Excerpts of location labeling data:
--------

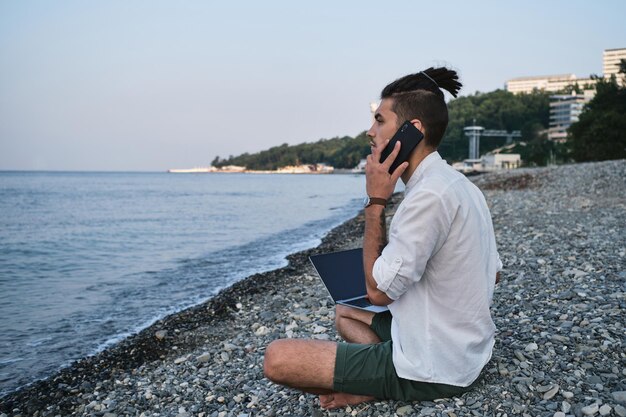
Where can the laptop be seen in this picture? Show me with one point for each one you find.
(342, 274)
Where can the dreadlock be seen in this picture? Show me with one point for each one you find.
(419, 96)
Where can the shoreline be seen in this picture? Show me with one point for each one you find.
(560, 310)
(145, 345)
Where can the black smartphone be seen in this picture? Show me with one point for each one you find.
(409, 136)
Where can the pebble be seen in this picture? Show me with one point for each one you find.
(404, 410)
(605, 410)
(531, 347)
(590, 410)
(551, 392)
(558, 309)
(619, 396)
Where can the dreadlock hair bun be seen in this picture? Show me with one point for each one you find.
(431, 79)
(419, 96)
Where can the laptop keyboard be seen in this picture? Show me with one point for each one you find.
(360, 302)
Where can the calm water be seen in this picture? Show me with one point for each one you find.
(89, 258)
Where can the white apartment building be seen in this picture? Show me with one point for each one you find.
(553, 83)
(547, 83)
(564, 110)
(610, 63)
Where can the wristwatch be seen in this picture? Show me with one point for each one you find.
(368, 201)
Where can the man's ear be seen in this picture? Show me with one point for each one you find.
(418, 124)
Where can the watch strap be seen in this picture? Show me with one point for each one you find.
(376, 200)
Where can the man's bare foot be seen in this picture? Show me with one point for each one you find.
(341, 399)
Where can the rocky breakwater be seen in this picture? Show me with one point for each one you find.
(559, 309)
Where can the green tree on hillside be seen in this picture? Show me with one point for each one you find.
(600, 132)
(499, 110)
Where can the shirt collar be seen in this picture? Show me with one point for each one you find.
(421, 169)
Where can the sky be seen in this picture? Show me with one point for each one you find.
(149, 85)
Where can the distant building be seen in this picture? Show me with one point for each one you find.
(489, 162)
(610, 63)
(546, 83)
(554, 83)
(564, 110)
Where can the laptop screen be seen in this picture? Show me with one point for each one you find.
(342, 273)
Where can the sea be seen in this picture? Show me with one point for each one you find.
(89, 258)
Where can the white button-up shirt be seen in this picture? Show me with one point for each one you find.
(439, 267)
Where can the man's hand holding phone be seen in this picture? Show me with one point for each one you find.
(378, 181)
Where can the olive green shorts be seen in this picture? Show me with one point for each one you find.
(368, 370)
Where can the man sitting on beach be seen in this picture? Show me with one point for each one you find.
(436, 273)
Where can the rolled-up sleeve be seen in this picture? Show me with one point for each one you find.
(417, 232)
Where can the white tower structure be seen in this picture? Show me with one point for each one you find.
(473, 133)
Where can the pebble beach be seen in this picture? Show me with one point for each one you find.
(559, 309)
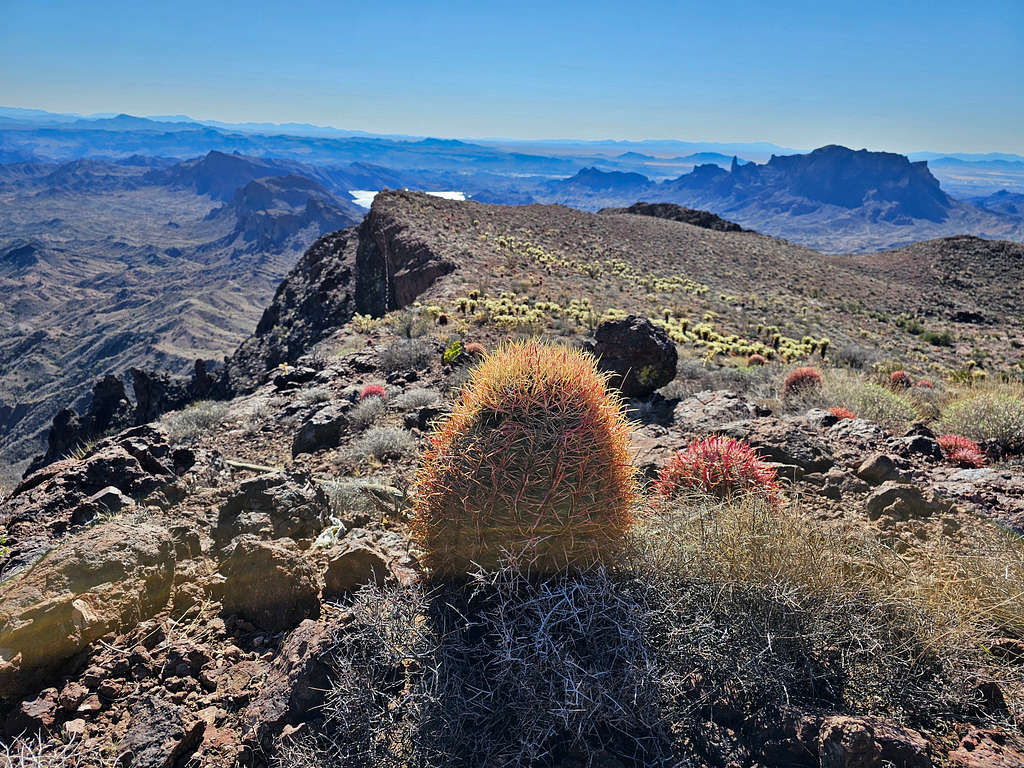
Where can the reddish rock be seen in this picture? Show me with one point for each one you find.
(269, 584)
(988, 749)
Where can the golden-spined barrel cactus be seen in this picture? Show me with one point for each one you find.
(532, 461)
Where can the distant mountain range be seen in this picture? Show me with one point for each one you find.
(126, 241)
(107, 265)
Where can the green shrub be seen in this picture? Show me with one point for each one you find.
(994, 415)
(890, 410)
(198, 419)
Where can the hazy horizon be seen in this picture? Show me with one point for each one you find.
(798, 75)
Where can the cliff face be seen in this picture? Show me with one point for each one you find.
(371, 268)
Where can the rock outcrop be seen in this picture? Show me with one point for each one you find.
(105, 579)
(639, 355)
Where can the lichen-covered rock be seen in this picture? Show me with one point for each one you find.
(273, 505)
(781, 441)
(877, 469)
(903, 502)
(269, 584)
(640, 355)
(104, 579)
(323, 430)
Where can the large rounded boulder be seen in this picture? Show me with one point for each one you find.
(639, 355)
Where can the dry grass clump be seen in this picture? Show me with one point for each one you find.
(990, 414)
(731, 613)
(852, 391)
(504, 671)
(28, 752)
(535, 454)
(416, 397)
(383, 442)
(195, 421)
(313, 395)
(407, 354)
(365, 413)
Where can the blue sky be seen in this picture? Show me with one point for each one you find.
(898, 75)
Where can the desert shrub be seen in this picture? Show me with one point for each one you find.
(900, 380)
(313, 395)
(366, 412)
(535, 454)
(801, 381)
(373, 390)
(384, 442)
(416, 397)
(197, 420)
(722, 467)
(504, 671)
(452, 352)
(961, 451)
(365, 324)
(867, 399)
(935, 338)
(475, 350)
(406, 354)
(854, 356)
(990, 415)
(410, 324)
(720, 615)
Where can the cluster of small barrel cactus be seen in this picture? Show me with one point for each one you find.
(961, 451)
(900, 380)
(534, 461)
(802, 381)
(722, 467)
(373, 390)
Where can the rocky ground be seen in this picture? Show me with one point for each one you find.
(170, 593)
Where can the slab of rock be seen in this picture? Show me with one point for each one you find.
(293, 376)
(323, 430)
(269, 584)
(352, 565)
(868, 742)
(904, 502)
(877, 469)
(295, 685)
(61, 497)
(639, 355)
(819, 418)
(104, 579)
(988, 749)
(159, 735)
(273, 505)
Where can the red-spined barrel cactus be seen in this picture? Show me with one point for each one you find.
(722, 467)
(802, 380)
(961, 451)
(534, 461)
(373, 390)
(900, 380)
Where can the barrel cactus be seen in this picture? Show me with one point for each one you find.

--------

- Direction: Transcribe every entry above exactly. Omit all pictures.

- Output below:
Where can the laptop be seen in this picture? Show me with one point for each one you find.
(342, 274)
Where can the dreadlock be seen in this picture? Show me with one point for each one you find.
(419, 96)
Where can the shoreline be seen in this picture? Show me with one point for each one you find.
(560, 310)
(145, 345)
Where can the black smartphone be seen in this picture? Show me with one point for each one you find.
(409, 136)
Where can the pebble be seen in this picture? Show me with one point for each one you find.
(404, 410)
(605, 410)
(531, 347)
(590, 410)
(551, 392)
(558, 309)
(619, 396)
Where can the dreadlock hair bun be seen in this picture? Show me with one point for each one you find.
(431, 79)
(419, 96)
Where can the laptop keyboard be seen in this picture? Show me with one point for each one you find.
(360, 302)
Where can the calm water be seen in this picture? Show me with one point for each one you find.
(89, 258)
Where can the white apartment building be seen in this picture? Show me with one point for each one you find.
(553, 83)
(547, 83)
(564, 110)
(610, 63)
Where can the wristwatch be seen in this picture? Show me with one point for each one you find.
(368, 201)
Where can the man's ear be seen in this picture? Show me with one point for each one you find.
(418, 124)
Where can the watch strap be seen in this picture? Show me with one point for each one you find.
(376, 200)
Where can the man's bare foot be seen in this picture? Show me with one point for each one you find.
(341, 399)
Where can the rocky breakwater be seen in this picture? Show me with one point for each one you find.
(559, 309)
Where can the green tree on hillside be seen in this picture? Show me with one point for each one you find.
(600, 132)
(499, 110)
Where can the shirt collar be seen in this picture? Show me with one point for each one you find.
(421, 169)
Where can the sky be seen in this picture? Show me with one point for each one you find.
(149, 85)
Where can the distant building be seen in this picture? Show me with one point for each one you find.
(489, 162)
(610, 63)
(546, 83)
(554, 83)
(564, 110)
Where can the laptop screen be seen in this picture? Show me with one point for each one you find.
(342, 273)
Where can the sea be seen in this picture? Show me with one point for each one you find.
(89, 258)
Where can the white button-up shirt be seen in this picture? Show me with one point for each one you find.
(439, 267)
Where can the man's hand holding phone be seen in this picture? Show me with one point for each one you find.
(378, 181)
Where can the olive green shorts be seen in this picture? Show me with one point for each one you find.
(368, 370)
Where can the man sitting on beach be seen in this picture? Show me with one point for each one you find.
(436, 273)
Where can the rolled-up sleeve be seen in this picture? Show me with one point for each one you find.
(417, 232)
Where can the white tower structure be seen in this picture? Show me with one point for each one you find.
(473, 133)
Where can the pebble beach be seen in this picture? Show me with one point for each one you find.
(559, 309)
Where can the reddish rock be seen in this picture? Show me with one point for each one you find.
(269, 584)
(988, 749)
Where can the golden-spined barrel cactus be seen in this picture? Show me with one point for each one you find.
(532, 461)
Where can the distant mountain range be seen in this picture? Show me with one point for each one you find.
(126, 241)
(107, 265)
Where can the green shrub be seen in this picture? Show me with one point for each one you find.
(994, 415)
(890, 410)
(198, 419)
Where can the hazy horizon be seen in this picture? Show me with one point for each one you find.
(798, 75)
Where can the cliff face be seen in this picture? Show me with one point for each one you find.
(371, 268)
Where can the rock outcrop be seen in this picture? Show me with one point for each one you find.
(105, 579)
(639, 355)
Where can the lichen-covered rock be seen in this picture? Show me with one point for each one you find.
(273, 505)
(781, 441)
(877, 469)
(903, 502)
(269, 584)
(640, 355)
(104, 579)
(323, 430)
Where can the large rounded boulder be seen in this picture? Show me with one point for each one you find.
(639, 355)
Where can the dry grass clump be seen in this picture? Show me with one point for each one you find.
(990, 414)
(731, 613)
(852, 391)
(504, 671)
(28, 752)
(535, 454)
(416, 397)
(383, 442)
(195, 421)
(313, 395)
(407, 354)
(365, 413)
Where can the blue sky be seen in this picture? Show me with one point for each one you find.
(898, 75)
Where can the desert shrub be seen in this picture? Show me with one point for each one you find.
(900, 380)
(313, 395)
(366, 412)
(535, 454)
(801, 381)
(373, 390)
(384, 442)
(416, 397)
(197, 420)
(722, 467)
(504, 671)
(452, 352)
(961, 451)
(365, 324)
(867, 399)
(935, 338)
(475, 350)
(406, 354)
(854, 356)
(990, 415)
(410, 324)
(720, 615)
Where can the cluster of small barrel cactus be seen in this picture? Show me with one point for each one you find.
(961, 451)
(900, 380)
(534, 461)
(802, 381)
(722, 467)
(373, 390)
Where can the rocky ground be seen in this picture? Show me with one point for each one you find.
(170, 593)
Where can the slab of rock be seen in this picture? Show me with one point for each one you find.
(293, 376)
(323, 430)
(269, 584)
(352, 565)
(868, 742)
(904, 502)
(877, 469)
(295, 685)
(61, 497)
(639, 355)
(819, 418)
(104, 579)
(988, 749)
(159, 735)
(273, 505)
Where can the red-spined barrel cactus be seen in this picture? Show me with one point for each one you find.
(722, 467)
(802, 380)
(961, 451)
(534, 461)
(373, 390)
(900, 380)
Where can the barrel cactus be seen in this picture? Show me with one point for each one you find.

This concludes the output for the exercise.